*EXERCISE OBJECTIVE*: Copy out the Gunkanjima passage word for word, from start to finish.

*PASSAGE PROVIDED*:
Families lived in compact apartments overlooking the concrete maze, and children played on rooftops where the only open space could be found.

Life Beneath the Sea

While life above ground formed a tight-knit community, the true heart of Gunkanjima lay far below the ocean floor.

Miners descended hundreds of metres into submarine coal shafts, working in extremely harsh conditions. Temperatures underground were oppressive, ventilation was limited, and the constant threat of collapse or flooding loomed. For many workers, the island represented both opportunity and hardship.

During World War II, the mines also relied on forced labour, including Korean and Chinese workers brought to the island under brutal conditions—an aspect of its history that continues to generate debate and reflection today.

A Monument to Industrial Power

Despite the harsh realities, Gunkanjima symbolised Japan’s post-war industrial rise. Coal powered factories, ships, and infrastructure during a period when the nation was rebuilding and modernising at extraordinary speed.

The island became a monument to technological ingenuity and economic ambition. Engineers built Japan’s first large-scale reinforced concrete apartment building there in 1916, pioneering architectural techniques designed to survive the harsh marine environment.

For decades, the island thrived as a self-contained world—isolated yet intensely alive.

The Sudden End

But industrial empires can change overnight.

By the early 1970s, Japan had shifted away from coal toward petroleum as its primary energy source. The once-valuable mines beneath Gunkanjima became economically obsolete.

In 1974, Mitsubishi officially closed the mine.

Within weeks, the entire population left.

*DATA SECTION*:
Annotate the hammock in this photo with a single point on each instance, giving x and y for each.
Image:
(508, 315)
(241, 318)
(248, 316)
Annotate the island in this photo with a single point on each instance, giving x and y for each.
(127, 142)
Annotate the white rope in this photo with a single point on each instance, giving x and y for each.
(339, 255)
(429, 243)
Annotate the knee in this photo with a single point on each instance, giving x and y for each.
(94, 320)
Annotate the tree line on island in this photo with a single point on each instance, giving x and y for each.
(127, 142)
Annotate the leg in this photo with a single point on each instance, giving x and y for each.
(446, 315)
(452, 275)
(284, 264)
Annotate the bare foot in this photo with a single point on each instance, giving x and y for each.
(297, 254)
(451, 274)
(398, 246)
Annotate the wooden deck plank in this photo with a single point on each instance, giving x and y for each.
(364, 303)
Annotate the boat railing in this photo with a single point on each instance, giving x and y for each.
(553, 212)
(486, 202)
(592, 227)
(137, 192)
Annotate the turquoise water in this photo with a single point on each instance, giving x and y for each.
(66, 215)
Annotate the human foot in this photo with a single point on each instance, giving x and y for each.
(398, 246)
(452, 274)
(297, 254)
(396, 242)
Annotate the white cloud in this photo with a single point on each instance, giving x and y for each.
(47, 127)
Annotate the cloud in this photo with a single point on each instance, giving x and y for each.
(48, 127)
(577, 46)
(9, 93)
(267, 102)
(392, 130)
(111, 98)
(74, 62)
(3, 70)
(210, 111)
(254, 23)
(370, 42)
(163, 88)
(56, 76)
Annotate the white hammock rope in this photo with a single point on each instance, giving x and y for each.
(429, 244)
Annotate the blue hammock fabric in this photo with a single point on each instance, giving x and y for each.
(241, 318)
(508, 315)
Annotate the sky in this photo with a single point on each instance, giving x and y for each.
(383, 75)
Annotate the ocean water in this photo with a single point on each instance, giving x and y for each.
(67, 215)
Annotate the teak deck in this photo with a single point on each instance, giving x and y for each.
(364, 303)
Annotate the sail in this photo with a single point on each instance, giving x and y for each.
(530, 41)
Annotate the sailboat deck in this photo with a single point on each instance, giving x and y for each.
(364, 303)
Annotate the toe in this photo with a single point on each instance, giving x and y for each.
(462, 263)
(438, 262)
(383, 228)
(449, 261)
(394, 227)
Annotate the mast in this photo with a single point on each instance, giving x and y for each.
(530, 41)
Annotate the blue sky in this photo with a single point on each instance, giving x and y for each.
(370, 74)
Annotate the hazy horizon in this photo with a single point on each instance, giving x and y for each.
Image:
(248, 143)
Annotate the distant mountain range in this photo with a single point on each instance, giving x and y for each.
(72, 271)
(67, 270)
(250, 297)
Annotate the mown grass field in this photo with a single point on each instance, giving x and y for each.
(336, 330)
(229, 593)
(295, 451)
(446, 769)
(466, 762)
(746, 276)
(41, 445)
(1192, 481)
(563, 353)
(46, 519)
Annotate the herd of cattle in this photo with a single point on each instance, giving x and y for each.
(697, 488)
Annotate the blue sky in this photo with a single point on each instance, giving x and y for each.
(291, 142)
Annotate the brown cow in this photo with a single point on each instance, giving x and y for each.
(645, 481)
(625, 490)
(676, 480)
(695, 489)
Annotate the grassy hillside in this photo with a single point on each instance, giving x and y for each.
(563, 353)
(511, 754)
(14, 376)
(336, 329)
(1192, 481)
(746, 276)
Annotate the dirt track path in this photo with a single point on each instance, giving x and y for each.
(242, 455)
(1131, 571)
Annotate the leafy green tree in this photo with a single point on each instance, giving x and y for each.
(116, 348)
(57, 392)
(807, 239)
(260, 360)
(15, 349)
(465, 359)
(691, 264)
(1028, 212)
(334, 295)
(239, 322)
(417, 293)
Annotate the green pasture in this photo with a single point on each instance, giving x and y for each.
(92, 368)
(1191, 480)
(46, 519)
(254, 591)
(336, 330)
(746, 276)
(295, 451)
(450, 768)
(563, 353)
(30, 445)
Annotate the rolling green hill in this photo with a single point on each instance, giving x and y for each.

*WORKED ANSWER*:
Families lived in compact apartments overlooking the concrete maze, and children played on rooftops where the only open space could be found.

Life Beneath the Sea

While life above ground formed a tight-knit community, the true heart of Gunkanjima lay far below the ocean floor.

Miners descended hundreds of metres into submarine coal shafts, working in extremely harsh conditions. Temperatures underground were oppressive, ventilation was limited, and the constant threat of collapse or flooding loomed. For many workers, the island represented both opportunity and hardship.

During World War II, the mines also relied on forced labour, including Korean and Chinese workers brought to the island under brutal conditions—an aspect of its history that continues to generate debate and reflection today.

A Monument to Industrial Power

Despite the harsh realities, Gunkanjima symbolised Japan’s post-war industrial rise. Coal powered factories, ships, and infrastructure during a period when the nation was rebuilding and modernising at extraordinary speed.

The island became a monument to technological ingenuity and economic ambition. Engineers built Japan’s first large-scale reinforced concrete apartment building there in 1916, pioneering architectural techniques designed to survive the harsh marine environment.

For decades, the island thrived as a self-contained world—isolated yet intensely alive.

The Sudden End

But industrial empires can change overnight.

By the early 1970s, Japan had shifted away from coal toward petroleum as its primary energy source. The once-valuable mines beneath Gunkanjima became economically obsolete.

In 1974, Mitsubishi officially closed the mine.

Within weeks, the entire population left.